------ Input for this task

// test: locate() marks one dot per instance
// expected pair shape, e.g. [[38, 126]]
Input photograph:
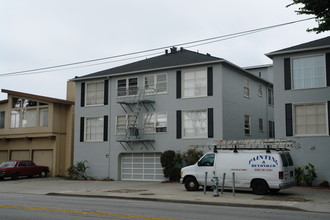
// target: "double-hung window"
[[156, 83], [124, 122], [2, 119], [194, 83], [94, 129], [126, 87], [195, 123], [247, 125], [95, 93], [246, 88], [308, 72], [155, 122], [270, 96], [310, 119]]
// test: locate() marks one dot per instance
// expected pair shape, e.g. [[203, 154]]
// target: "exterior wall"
[[236, 105], [104, 157], [314, 149], [264, 72], [56, 137]]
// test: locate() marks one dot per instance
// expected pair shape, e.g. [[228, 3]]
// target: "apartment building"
[[37, 128], [126, 116], [302, 101]]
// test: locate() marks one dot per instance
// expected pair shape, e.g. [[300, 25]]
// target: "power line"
[[196, 42]]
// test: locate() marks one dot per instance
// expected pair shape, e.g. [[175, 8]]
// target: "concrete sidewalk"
[[297, 198]]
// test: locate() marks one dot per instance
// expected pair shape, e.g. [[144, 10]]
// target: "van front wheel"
[[260, 187], [191, 184]]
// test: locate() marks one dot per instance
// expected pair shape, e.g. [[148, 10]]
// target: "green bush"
[[171, 163], [305, 174], [309, 174], [78, 171]]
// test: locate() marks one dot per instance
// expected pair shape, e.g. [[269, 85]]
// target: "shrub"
[[305, 174], [171, 163], [324, 183], [298, 175], [78, 171], [309, 174]]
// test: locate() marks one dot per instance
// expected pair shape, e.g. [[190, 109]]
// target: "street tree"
[[319, 8]]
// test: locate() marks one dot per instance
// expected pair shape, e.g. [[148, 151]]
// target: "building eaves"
[[37, 97], [319, 44], [169, 60]]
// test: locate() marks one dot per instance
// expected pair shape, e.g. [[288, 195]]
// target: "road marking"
[[83, 212]]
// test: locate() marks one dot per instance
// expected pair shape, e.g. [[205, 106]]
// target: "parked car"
[[17, 168], [263, 170]]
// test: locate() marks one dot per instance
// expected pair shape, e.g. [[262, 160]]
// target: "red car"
[[17, 168]]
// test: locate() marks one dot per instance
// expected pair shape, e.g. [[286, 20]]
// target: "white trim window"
[[26, 113], [155, 84], [127, 87], [94, 128], [2, 119], [247, 125], [270, 96], [155, 122], [124, 122], [194, 83], [246, 88], [260, 90], [195, 123], [95, 93], [308, 72], [261, 125], [310, 119]]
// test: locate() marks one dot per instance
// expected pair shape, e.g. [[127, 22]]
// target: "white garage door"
[[43, 158], [141, 166], [3, 156], [20, 155]]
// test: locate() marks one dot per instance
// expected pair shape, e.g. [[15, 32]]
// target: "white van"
[[263, 170]]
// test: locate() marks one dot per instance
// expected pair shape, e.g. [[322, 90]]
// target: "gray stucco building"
[[125, 117], [302, 102]]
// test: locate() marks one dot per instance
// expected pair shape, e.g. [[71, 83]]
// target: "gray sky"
[[43, 33]]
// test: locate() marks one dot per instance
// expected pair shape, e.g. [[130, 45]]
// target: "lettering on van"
[[263, 161]]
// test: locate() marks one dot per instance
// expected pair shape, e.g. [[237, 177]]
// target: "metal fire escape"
[[133, 104]]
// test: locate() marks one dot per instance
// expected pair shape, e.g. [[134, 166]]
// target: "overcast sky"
[[43, 33]]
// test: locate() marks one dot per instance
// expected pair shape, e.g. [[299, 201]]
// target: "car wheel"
[[43, 173], [274, 191], [14, 176], [260, 187], [191, 184]]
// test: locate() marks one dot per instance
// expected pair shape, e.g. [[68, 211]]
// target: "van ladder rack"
[[253, 144]]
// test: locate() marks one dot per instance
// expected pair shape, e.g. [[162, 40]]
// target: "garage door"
[[20, 155], [43, 158], [141, 166], [3, 156]]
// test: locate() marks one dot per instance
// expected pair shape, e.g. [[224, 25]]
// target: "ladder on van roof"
[[254, 144]]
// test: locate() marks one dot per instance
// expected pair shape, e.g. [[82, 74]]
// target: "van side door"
[[206, 164]]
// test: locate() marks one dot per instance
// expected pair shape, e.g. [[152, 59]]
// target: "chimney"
[[173, 50]]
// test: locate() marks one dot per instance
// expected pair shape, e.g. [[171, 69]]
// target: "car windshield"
[[8, 164]]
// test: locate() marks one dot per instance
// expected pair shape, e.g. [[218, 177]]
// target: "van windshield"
[[287, 159], [284, 160], [207, 160]]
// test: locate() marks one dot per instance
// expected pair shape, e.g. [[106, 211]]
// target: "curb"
[[184, 201]]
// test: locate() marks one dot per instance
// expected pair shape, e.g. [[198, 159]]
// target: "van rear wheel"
[[260, 187], [191, 184]]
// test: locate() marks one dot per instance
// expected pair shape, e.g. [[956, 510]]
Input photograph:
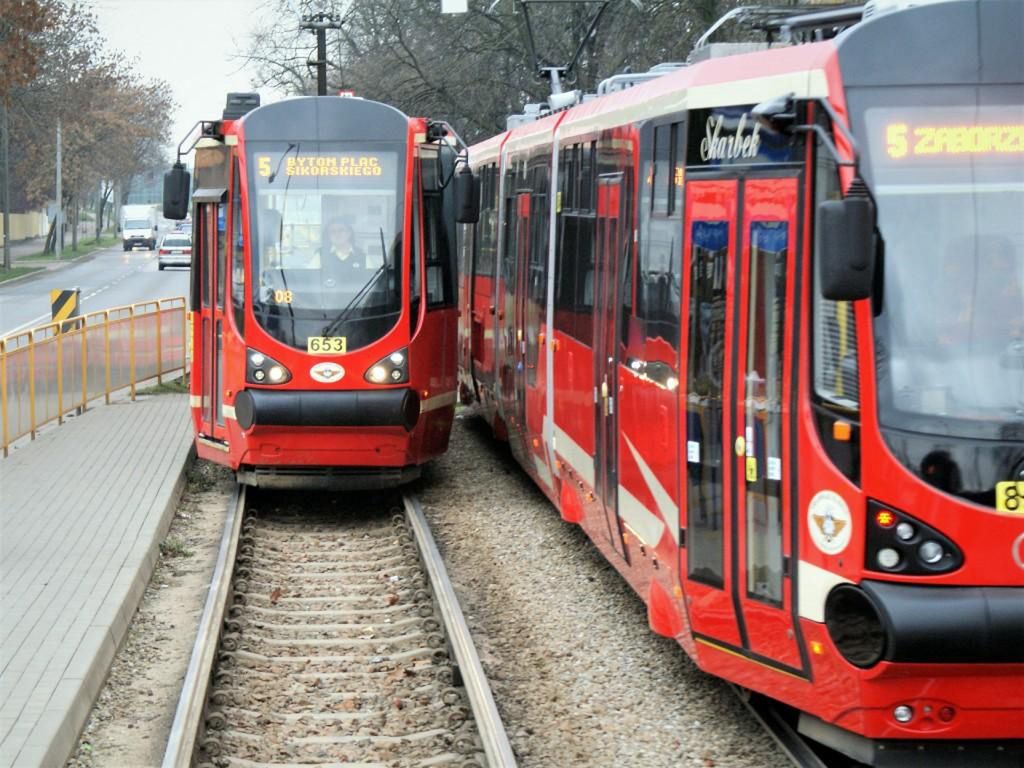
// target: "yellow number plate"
[[326, 345], [1010, 497]]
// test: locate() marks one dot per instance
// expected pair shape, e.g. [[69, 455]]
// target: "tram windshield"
[[949, 340], [326, 241]]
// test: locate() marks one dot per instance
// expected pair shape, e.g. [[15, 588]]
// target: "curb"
[[55, 268], [101, 643]]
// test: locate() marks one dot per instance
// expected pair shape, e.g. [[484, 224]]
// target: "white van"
[[138, 226]]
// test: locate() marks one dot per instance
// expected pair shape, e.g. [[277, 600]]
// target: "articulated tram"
[[324, 291], [757, 325]]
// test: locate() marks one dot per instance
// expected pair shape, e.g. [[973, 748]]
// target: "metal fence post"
[[85, 365], [107, 356], [3, 394], [32, 384], [57, 341], [160, 351], [185, 339], [131, 349]]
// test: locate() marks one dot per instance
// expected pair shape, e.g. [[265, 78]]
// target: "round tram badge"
[[327, 372], [828, 522]]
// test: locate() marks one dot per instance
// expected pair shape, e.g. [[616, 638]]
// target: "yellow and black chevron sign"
[[64, 304]]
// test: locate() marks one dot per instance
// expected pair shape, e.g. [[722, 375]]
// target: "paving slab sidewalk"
[[83, 510]]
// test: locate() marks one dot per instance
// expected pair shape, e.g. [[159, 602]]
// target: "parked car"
[[175, 250]]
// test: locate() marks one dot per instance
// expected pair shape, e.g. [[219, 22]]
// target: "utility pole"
[[5, 187], [318, 24], [58, 223]]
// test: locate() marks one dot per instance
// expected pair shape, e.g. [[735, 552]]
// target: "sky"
[[188, 43]]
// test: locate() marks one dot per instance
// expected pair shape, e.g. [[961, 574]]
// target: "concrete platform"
[[82, 512]]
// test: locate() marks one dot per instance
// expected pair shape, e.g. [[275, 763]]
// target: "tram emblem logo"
[[326, 373], [716, 146], [828, 522]]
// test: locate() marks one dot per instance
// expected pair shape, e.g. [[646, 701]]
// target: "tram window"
[[440, 292], [487, 228], [221, 275], [662, 181], [567, 179], [238, 254], [658, 281], [587, 176], [574, 279], [704, 402], [836, 378], [204, 261], [765, 348]]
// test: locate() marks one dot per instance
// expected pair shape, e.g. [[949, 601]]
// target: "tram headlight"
[[901, 544], [390, 370], [854, 625], [888, 558], [931, 552], [263, 370]]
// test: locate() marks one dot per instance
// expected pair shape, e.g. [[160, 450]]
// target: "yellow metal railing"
[[50, 371]]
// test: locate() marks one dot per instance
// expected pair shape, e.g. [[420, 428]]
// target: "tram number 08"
[[326, 344], [1010, 497]]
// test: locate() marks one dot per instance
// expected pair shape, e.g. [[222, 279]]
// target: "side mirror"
[[467, 197], [176, 186], [846, 248]]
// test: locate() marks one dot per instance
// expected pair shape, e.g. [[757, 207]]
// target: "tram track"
[[774, 718], [332, 636]]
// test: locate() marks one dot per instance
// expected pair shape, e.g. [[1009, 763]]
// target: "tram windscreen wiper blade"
[[351, 305]]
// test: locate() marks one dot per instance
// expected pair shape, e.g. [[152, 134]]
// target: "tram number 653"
[[326, 344]]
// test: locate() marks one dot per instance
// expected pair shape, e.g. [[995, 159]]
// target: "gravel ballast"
[[578, 676]]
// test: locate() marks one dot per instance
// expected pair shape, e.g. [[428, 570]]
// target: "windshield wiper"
[[344, 313], [350, 306]]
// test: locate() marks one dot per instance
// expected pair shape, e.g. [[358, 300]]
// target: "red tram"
[[324, 291], [758, 327]]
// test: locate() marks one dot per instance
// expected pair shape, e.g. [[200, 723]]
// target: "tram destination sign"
[[946, 135], [323, 165], [731, 135]]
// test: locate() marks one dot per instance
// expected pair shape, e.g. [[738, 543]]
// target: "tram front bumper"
[[295, 408]]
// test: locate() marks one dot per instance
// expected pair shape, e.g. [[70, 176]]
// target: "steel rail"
[[488, 722], [785, 736], [192, 704]]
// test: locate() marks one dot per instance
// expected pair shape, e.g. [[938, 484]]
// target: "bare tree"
[[472, 69], [22, 23], [114, 123]]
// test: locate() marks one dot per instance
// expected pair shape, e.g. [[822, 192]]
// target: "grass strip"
[[16, 271]]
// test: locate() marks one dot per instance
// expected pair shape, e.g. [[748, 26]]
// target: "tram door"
[[208, 353], [739, 249], [519, 255], [611, 240]]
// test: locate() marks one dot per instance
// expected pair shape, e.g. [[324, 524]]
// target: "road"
[[111, 278]]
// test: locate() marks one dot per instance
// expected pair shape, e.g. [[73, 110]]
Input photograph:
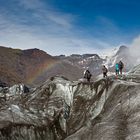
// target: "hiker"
[[105, 70], [87, 75], [121, 65], [117, 68]]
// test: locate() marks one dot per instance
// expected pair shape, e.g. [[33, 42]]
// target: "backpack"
[[121, 65], [87, 74], [117, 66]]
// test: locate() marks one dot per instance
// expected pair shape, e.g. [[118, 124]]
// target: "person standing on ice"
[[121, 66], [87, 75], [104, 70], [117, 68]]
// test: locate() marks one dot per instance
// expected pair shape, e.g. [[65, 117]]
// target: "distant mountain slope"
[[33, 66]]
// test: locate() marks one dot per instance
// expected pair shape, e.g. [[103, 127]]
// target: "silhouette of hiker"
[[121, 66], [87, 75], [117, 68], [104, 70]]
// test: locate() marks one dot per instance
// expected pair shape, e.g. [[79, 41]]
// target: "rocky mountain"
[[106, 109], [91, 61], [32, 66]]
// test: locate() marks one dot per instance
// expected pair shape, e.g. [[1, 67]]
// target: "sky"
[[70, 26]]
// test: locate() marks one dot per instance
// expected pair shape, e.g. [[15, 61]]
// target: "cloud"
[[54, 31], [46, 13]]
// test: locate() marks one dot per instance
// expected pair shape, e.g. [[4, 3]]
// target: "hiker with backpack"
[[121, 66], [87, 75], [117, 69], [104, 70]]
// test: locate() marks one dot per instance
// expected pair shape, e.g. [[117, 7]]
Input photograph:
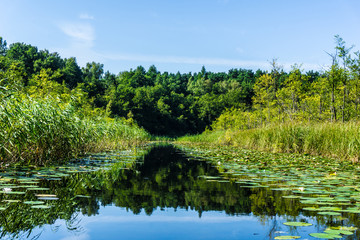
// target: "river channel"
[[158, 192]]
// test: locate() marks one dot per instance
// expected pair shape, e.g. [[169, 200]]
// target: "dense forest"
[[182, 103]]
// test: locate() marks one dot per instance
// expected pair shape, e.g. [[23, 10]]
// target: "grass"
[[41, 131], [341, 140]]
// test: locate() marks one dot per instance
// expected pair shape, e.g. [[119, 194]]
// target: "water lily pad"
[[38, 189], [41, 206], [344, 232], [297, 224], [325, 235], [48, 198], [287, 237], [45, 195], [330, 213], [12, 200], [345, 228], [12, 192], [33, 202]]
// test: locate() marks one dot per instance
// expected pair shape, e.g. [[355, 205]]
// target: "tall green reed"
[[41, 130]]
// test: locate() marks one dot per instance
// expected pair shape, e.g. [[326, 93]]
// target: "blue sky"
[[184, 35]]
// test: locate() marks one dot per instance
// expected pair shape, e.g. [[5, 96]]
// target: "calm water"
[[161, 195]]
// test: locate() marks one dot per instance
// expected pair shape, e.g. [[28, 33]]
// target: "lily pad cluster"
[[22, 185], [325, 187]]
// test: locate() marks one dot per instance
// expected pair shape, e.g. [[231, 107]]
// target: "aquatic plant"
[[41, 130]]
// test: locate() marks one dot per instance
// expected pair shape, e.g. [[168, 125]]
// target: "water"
[[161, 195]]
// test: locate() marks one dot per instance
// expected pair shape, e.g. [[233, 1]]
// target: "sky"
[[184, 35]]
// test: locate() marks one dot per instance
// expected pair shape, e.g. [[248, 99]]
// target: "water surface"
[[160, 193]]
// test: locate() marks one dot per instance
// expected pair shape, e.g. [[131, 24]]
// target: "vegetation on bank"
[[297, 113], [340, 140], [38, 131]]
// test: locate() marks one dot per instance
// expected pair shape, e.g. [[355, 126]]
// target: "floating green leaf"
[[325, 235], [287, 237], [297, 224]]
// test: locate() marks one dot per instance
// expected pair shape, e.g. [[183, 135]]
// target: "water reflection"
[[158, 187]]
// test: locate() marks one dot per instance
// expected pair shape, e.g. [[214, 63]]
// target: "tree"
[[3, 47], [72, 73], [344, 54]]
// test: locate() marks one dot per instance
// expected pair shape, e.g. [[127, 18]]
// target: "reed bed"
[[340, 140], [39, 131]]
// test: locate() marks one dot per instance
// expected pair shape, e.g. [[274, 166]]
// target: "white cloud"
[[79, 32], [187, 60], [86, 16]]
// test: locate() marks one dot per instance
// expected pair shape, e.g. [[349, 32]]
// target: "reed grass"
[[340, 140], [41, 131]]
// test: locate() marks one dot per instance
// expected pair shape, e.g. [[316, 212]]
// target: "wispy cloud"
[[186, 60], [80, 32], [86, 16], [81, 41]]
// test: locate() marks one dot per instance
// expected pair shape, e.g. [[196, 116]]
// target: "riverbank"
[[37, 131], [337, 140]]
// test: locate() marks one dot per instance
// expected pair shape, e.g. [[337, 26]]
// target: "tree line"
[[180, 103]]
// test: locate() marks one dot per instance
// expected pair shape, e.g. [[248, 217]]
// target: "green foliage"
[[39, 131]]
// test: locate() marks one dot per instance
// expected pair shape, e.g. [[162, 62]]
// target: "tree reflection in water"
[[162, 178]]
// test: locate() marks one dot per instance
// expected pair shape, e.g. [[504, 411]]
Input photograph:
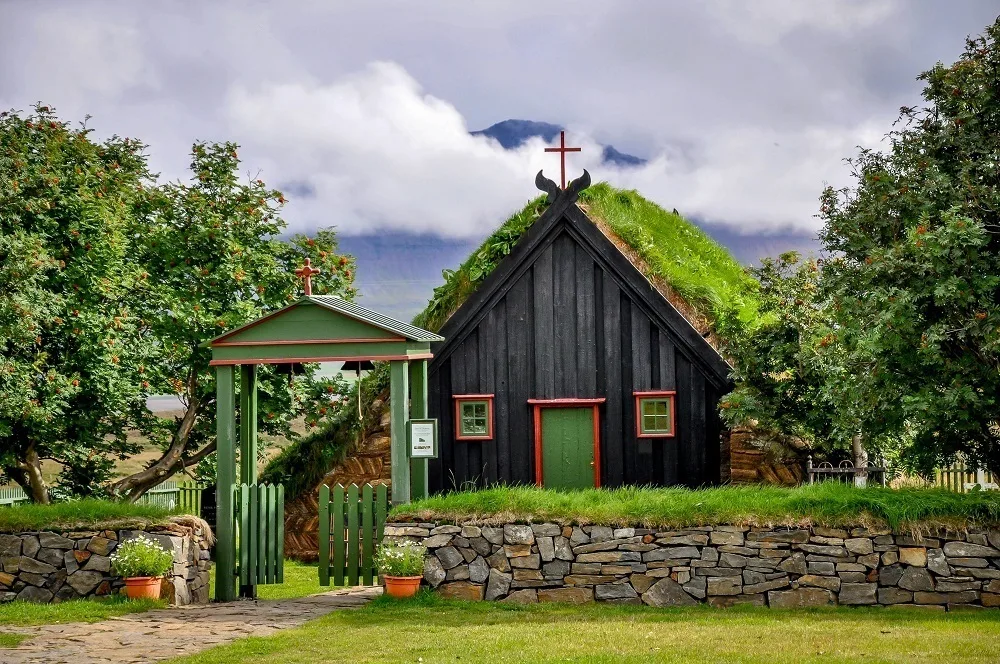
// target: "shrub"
[[141, 557], [400, 559]]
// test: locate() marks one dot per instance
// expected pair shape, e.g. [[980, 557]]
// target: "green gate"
[[350, 527], [260, 533]]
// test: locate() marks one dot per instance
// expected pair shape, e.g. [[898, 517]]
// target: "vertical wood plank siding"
[[563, 322]]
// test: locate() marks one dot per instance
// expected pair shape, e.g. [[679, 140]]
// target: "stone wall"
[[56, 566], [720, 565]]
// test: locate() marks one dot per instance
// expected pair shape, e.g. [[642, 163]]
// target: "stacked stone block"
[[56, 566], [721, 565]]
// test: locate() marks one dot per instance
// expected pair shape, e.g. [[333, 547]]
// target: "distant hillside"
[[511, 134]]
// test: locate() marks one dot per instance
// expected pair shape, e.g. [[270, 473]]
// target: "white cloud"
[[382, 154]]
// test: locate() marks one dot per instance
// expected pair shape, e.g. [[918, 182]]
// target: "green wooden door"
[[568, 448]]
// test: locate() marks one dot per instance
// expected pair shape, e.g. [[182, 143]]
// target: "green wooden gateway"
[[315, 328]]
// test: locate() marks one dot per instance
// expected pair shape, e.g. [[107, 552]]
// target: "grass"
[[672, 249], [78, 610], [429, 629], [301, 579], [79, 514], [829, 504]]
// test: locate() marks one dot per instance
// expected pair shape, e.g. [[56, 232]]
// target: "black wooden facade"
[[567, 315]]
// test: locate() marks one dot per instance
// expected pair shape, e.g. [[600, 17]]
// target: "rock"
[[828, 582], [546, 530], [460, 573], [610, 557], [517, 550], [10, 546], [54, 541], [33, 594], [913, 556], [449, 557], [498, 585], [30, 545], [667, 592], [493, 535], [83, 581], [671, 553], [479, 571], [641, 582], [437, 541], [568, 595], [732, 560], [461, 590], [546, 548], [600, 533], [859, 546], [724, 537], [515, 534], [614, 591], [937, 563], [724, 585], [800, 598], [102, 546], [434, 573], [556, 569], [823, 550], [527, 596], [894, 596], [967, 550], [499, 561], [35, 566], [533, 561], [916, 578], [889, 576], [563, 551], [98, 564], [858, 593], [796, 564], [696, 587]]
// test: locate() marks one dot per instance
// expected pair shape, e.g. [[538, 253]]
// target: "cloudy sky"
[[361, 110]]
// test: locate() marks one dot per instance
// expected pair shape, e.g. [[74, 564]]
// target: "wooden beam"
[[418, 410], [398, 393], [225, 480]]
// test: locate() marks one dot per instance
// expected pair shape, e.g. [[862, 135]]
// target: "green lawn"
[[79, 514], [301, 579], [429, 629], [828, 503]]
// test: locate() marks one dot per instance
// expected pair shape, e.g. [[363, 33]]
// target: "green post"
[[225, 396], [248, 424], [398, 394], [248, 471], [418, 410]]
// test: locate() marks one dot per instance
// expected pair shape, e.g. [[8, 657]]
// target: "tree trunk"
[[860, 461], [172, 461]]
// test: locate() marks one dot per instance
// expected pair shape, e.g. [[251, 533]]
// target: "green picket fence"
[[12, 495], [260, 533], [350, 527]]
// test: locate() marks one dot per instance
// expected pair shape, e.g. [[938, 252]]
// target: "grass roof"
[[825, 504], [697, 274]]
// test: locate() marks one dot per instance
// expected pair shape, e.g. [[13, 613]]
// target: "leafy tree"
[[71, 346], [213, 260], [916, 274]]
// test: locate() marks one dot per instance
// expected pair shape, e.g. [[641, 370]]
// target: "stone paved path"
[[165, 633]]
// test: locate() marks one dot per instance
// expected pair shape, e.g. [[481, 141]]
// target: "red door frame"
[[538, 404]]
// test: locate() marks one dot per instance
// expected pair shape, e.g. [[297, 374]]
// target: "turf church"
[[568, 368]]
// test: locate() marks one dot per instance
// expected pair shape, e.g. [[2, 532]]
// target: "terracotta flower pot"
[[402, 586], [143, 587]]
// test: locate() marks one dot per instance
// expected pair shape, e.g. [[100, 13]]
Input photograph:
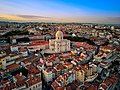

------------

## Exercise task
Extract every line from the rows above that contains the word "number".

## Completed task
// target: "yellow number plate"
// target: "tram number 08"
// target: "tram number 653"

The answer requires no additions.